Within the listing below, the lines to output run from the one containing "Query: group of people" through the one containing "In this exercise you will indicate the bare tree"; copy them exactly and nothing else.

==============================

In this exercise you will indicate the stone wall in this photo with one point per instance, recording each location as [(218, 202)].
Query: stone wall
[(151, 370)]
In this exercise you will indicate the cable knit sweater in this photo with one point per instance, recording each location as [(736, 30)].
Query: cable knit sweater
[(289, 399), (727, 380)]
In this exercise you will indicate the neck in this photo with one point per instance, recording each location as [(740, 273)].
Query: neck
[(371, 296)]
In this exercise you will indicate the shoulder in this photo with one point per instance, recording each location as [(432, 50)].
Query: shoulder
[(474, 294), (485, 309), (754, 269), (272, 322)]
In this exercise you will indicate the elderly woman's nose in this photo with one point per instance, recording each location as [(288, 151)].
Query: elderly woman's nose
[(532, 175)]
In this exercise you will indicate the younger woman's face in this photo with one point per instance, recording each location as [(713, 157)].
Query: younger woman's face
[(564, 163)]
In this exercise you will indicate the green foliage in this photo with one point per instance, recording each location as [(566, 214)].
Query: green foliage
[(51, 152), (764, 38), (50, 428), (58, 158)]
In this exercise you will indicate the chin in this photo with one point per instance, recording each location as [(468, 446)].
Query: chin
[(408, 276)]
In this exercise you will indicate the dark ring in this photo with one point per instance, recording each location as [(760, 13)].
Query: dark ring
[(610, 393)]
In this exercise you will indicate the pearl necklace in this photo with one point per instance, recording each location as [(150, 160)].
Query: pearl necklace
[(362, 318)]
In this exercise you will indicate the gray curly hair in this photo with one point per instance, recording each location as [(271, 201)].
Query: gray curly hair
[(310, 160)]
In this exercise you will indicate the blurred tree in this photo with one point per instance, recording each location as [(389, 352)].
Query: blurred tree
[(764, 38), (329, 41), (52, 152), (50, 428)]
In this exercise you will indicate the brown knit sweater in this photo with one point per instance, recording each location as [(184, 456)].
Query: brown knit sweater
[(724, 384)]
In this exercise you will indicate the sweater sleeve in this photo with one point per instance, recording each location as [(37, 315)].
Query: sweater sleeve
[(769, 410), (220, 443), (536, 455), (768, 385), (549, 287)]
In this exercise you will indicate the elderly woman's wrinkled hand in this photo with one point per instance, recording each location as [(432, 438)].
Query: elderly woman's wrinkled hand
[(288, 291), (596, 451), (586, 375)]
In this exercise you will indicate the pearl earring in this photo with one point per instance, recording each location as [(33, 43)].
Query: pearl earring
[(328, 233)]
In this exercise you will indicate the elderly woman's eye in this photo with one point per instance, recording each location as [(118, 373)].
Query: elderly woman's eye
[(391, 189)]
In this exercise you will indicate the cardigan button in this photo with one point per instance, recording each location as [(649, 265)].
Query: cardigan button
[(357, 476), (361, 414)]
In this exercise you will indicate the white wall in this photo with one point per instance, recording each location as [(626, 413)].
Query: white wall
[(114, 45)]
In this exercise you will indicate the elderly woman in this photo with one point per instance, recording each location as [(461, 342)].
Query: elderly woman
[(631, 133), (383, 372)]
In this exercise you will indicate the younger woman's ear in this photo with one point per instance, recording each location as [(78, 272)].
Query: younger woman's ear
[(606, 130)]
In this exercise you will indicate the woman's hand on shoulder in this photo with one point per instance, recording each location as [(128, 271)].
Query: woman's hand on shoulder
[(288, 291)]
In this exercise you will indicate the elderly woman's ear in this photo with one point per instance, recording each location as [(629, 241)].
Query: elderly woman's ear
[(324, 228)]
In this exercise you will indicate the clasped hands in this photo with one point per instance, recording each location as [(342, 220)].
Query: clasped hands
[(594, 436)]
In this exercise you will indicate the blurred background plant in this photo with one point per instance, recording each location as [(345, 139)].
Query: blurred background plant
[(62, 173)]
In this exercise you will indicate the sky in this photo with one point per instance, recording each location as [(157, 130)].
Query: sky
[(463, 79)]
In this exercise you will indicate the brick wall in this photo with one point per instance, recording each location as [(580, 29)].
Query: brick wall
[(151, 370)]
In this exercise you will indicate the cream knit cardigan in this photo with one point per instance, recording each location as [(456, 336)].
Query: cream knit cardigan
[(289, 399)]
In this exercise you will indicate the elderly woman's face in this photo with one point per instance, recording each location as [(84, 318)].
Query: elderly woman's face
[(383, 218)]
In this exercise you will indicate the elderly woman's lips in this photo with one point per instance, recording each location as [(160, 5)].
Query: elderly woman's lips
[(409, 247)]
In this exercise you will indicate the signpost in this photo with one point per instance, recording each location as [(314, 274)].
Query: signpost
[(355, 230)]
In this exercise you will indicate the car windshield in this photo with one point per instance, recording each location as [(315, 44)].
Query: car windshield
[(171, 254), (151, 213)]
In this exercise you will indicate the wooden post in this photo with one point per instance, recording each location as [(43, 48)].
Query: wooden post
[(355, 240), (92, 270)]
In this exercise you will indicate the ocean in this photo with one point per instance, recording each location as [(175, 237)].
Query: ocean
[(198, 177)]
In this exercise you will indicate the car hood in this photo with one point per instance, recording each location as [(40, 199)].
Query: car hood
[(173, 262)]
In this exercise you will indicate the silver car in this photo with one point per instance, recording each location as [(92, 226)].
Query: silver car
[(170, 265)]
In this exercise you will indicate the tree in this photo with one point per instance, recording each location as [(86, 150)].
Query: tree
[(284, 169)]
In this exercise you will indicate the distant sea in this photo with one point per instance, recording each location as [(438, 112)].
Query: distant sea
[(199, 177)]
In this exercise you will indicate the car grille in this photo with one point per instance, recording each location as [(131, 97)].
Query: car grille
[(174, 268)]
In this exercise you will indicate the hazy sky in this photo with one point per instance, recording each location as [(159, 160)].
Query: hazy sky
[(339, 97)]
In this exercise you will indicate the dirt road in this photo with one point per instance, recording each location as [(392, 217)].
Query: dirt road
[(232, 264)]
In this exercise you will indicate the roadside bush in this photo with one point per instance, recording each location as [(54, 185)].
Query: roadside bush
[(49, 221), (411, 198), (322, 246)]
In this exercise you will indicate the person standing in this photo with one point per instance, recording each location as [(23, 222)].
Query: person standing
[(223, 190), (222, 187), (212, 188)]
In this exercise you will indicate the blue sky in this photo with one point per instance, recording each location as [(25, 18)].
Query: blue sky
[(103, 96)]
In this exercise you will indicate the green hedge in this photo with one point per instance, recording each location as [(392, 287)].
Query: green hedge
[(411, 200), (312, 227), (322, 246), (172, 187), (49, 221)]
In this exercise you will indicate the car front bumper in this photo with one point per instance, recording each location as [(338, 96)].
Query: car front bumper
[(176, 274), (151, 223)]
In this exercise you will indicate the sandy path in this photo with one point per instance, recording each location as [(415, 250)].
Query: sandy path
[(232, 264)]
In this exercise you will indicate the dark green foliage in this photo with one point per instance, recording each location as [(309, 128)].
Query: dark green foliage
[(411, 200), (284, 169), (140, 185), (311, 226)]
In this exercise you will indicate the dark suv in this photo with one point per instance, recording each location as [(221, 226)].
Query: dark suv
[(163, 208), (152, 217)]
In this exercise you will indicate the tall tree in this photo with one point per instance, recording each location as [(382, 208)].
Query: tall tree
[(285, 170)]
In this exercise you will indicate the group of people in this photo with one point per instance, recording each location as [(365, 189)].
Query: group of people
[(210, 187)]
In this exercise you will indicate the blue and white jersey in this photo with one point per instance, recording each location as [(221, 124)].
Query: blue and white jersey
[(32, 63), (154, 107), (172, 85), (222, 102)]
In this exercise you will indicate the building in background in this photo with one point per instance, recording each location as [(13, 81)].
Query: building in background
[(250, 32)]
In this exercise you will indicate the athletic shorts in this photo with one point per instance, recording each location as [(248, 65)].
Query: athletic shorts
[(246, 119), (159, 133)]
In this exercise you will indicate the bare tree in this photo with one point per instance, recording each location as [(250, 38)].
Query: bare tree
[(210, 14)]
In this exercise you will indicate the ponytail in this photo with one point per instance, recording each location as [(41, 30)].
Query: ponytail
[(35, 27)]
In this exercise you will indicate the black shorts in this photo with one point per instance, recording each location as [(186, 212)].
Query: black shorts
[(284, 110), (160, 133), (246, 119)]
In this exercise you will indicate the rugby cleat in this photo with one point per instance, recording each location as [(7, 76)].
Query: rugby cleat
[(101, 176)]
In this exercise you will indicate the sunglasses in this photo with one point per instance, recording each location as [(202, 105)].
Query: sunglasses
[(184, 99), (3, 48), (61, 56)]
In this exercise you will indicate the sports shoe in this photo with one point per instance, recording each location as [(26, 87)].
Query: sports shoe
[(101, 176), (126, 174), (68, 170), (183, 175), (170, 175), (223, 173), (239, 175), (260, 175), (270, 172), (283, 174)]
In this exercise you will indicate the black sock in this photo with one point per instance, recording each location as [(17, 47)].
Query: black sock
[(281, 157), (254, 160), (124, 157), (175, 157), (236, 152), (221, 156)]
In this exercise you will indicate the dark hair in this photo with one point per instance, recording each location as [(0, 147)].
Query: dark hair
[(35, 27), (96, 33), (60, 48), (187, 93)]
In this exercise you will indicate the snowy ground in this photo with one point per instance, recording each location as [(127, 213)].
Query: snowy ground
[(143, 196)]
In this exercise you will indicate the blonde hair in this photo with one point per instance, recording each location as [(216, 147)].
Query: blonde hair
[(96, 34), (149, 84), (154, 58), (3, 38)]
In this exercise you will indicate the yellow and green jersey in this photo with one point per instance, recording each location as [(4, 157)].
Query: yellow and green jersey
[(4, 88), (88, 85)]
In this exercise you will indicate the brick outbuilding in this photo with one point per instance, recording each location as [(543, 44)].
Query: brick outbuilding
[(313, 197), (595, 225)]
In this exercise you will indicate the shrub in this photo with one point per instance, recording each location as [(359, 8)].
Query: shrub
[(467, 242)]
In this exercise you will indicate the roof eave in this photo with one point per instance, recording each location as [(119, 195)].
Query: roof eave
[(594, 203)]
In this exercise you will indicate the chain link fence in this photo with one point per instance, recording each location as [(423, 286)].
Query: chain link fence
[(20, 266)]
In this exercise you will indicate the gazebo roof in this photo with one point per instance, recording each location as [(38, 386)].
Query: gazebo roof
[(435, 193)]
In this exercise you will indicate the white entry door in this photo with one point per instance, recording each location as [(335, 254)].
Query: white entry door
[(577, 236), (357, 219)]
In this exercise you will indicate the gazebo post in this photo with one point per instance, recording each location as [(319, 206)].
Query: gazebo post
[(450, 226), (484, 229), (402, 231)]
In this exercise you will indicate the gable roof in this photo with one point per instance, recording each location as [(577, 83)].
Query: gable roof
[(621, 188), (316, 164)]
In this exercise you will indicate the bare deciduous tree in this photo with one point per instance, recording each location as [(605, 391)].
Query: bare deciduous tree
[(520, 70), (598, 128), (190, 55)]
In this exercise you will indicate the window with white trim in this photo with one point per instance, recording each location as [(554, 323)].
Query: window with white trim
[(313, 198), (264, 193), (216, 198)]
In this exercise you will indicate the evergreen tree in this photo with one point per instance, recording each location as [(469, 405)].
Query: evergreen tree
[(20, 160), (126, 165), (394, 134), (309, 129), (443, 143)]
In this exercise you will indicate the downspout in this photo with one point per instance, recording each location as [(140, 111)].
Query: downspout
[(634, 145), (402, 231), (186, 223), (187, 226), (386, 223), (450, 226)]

==============================

**SOLUTION FOR THIS PROBLEM:**
Query: group of people
[(210, 187)]
In this exercise you will indicate the blue and white jersey in this photo with one point per instance, recording each location as [(221, 124)].
Query: blue and white jersey
[(32, 63), (154, 107), (172, 85), (222, 102)]
In this exercise you will indicate the building in background in this photo with one point per instance, recording each location as [(13, 81)].
Query: building in background
[(250, 32)]
In this exercise you will indicate the athletic shorts in this photo with one point per instance, recording each location as [(248, 65)].
Query: athletic shorts
[(246, 119), (159, 133)]
In this exercise you will indicate the bare tree in this photo with one point per instance, recording each location as [(250, 38)].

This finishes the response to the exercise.